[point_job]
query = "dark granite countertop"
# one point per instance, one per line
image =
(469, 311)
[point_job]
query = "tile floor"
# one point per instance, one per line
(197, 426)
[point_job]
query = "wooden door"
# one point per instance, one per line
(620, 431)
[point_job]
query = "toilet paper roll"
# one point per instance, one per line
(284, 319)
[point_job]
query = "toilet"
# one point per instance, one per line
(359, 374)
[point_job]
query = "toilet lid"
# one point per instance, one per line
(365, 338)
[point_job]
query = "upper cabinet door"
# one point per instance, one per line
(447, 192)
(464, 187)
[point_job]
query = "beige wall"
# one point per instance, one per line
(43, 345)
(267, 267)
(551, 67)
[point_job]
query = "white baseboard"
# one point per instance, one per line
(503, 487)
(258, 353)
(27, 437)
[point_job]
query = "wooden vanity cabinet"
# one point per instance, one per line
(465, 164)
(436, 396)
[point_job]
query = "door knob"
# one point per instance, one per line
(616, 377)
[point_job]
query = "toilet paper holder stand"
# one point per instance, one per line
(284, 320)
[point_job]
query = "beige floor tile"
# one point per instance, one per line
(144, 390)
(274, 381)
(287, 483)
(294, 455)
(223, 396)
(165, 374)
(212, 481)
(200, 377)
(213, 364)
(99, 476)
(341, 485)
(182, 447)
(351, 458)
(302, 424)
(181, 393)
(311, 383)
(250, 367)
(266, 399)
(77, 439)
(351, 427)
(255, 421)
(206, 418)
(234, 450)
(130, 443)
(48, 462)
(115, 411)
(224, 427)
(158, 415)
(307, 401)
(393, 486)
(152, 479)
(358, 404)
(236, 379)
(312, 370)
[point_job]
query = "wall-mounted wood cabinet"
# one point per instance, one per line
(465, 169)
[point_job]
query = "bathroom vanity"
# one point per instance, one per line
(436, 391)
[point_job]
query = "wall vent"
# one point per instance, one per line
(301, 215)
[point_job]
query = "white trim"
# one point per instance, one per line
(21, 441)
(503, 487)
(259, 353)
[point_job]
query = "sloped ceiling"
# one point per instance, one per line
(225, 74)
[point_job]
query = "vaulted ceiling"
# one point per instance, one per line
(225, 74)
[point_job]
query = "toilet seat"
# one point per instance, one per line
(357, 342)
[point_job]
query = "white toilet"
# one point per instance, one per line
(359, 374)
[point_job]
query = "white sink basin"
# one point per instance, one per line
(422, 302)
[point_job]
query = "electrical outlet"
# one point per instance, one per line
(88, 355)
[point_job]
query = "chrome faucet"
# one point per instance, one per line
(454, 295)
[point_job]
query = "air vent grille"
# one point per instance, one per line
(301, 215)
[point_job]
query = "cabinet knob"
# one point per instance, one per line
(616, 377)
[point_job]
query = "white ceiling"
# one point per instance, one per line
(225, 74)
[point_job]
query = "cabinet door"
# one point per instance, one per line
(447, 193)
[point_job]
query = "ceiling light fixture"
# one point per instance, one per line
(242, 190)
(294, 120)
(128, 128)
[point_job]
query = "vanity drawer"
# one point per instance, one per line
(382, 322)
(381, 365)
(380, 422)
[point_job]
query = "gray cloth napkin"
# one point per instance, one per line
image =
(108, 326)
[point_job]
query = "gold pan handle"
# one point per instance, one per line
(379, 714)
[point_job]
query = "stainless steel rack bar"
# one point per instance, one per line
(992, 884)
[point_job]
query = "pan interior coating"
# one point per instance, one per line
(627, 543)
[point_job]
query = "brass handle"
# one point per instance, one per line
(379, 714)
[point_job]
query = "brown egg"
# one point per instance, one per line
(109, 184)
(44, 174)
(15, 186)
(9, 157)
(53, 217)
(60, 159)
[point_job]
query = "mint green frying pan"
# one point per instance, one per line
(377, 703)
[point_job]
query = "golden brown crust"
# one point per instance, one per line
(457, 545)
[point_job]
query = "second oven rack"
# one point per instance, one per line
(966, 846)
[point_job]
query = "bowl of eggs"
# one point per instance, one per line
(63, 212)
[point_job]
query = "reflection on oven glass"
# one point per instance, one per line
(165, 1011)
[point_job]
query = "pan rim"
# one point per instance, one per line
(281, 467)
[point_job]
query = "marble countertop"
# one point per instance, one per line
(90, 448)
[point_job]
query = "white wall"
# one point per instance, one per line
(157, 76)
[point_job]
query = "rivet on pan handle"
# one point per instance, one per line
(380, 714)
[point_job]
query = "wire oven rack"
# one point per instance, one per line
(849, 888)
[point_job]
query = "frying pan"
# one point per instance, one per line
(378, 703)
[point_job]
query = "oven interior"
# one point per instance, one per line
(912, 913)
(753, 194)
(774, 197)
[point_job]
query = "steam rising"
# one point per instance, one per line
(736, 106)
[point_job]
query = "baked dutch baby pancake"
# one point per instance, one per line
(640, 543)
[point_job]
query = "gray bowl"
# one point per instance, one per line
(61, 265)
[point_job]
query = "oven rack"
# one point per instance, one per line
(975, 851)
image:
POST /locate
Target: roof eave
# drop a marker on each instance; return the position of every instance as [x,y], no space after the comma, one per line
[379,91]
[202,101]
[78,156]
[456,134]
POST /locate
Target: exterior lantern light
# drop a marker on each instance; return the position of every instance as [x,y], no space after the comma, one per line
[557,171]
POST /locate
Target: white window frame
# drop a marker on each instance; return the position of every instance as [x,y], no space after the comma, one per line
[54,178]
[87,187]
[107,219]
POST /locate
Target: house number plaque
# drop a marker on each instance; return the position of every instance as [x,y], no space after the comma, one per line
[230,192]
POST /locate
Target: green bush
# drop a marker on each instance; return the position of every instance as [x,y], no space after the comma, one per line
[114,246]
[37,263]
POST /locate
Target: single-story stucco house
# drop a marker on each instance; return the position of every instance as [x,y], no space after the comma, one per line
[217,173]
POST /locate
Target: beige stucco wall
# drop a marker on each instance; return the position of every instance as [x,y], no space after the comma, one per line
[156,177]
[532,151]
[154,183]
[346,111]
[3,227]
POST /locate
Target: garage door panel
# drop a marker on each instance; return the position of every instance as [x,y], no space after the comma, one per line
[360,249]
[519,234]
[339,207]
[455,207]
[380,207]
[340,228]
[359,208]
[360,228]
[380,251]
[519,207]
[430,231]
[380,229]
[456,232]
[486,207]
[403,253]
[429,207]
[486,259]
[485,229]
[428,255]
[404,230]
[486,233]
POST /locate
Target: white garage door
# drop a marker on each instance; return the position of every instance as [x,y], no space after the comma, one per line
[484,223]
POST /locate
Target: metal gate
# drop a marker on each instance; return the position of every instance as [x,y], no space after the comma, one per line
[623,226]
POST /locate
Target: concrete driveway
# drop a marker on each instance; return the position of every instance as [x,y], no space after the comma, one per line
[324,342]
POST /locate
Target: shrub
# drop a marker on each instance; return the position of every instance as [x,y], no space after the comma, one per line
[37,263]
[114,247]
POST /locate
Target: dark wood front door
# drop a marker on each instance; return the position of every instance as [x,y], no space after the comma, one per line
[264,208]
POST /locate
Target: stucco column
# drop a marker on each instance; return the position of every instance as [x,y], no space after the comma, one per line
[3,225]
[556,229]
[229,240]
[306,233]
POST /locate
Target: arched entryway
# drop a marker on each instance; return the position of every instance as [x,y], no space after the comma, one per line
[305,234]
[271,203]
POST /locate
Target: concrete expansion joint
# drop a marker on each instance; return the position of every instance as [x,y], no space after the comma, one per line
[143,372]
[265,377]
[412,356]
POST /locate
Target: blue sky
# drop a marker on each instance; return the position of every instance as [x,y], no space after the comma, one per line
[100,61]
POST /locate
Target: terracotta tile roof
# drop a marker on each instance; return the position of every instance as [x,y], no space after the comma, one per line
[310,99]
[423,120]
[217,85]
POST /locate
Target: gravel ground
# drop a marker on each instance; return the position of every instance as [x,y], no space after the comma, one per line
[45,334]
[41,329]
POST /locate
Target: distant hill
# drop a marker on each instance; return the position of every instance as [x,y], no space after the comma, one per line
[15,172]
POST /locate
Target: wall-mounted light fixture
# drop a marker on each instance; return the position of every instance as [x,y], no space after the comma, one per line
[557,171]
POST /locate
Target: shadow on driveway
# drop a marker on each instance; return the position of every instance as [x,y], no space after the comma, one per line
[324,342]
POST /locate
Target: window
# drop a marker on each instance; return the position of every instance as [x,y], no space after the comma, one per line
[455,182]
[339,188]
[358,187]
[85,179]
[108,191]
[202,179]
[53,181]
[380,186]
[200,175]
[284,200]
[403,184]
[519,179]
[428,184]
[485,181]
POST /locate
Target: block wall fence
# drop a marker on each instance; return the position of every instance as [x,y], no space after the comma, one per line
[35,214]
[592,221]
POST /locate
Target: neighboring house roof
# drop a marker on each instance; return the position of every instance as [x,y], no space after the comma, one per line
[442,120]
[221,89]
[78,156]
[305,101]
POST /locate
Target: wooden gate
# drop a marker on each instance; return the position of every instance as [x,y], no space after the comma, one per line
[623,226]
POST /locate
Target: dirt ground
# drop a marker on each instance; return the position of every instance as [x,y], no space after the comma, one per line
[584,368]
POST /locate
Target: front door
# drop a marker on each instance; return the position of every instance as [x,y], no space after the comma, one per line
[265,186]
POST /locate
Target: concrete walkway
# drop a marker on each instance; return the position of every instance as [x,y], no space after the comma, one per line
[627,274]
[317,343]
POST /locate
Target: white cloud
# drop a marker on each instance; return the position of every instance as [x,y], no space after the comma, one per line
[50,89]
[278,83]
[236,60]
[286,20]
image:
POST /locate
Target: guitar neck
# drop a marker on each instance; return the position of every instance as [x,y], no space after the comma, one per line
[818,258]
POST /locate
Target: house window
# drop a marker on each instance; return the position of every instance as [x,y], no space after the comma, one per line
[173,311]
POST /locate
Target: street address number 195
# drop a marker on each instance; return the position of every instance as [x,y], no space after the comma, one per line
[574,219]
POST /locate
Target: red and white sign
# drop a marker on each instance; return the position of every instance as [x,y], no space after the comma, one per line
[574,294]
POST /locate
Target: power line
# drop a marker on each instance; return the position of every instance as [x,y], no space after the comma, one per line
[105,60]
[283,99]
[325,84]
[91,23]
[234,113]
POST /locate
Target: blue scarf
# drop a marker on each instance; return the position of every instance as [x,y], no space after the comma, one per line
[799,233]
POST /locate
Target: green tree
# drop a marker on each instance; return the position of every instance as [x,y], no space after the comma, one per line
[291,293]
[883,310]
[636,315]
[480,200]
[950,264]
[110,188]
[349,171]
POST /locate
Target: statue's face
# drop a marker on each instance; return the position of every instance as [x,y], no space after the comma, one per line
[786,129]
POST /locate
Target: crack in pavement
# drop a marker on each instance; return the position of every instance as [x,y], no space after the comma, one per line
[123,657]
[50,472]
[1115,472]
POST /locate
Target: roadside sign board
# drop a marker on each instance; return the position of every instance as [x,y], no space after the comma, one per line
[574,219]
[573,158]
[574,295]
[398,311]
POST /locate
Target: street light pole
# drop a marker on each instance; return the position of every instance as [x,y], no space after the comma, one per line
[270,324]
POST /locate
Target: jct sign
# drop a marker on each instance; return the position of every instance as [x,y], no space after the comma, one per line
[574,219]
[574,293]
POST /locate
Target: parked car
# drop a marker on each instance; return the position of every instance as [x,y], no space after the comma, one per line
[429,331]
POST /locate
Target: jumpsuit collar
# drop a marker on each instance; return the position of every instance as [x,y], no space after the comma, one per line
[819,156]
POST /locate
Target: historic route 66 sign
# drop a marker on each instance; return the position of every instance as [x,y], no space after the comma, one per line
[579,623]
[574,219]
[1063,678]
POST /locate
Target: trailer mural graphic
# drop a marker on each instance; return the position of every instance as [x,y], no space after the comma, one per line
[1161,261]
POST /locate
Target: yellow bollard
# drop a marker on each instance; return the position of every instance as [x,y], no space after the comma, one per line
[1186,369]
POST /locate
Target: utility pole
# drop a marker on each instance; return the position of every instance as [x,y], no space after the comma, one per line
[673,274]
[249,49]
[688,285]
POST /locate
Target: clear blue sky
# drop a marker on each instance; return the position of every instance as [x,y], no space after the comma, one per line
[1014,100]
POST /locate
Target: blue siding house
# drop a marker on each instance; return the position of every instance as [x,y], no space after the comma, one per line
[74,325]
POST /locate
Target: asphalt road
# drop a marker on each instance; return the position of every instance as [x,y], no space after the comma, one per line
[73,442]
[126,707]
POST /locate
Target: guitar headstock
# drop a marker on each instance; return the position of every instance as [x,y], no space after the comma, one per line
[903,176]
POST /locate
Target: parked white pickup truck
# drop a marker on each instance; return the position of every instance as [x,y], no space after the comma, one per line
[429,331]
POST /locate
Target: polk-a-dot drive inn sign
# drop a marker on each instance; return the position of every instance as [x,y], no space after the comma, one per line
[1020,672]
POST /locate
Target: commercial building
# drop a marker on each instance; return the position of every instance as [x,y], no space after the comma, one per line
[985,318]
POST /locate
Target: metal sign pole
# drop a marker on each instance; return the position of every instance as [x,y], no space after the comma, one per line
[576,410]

- - - -

## [What to do]
Identify every line in the entries that contains the word "toilet", and copy each such line in full. Case counts.

## [Answer to this exercise]
query = "toilet paper roll"
query = "toilet"
query = "toilet lid"
query = "toilet paper holder stand"
query = "toilet seat"
query = "white toilet"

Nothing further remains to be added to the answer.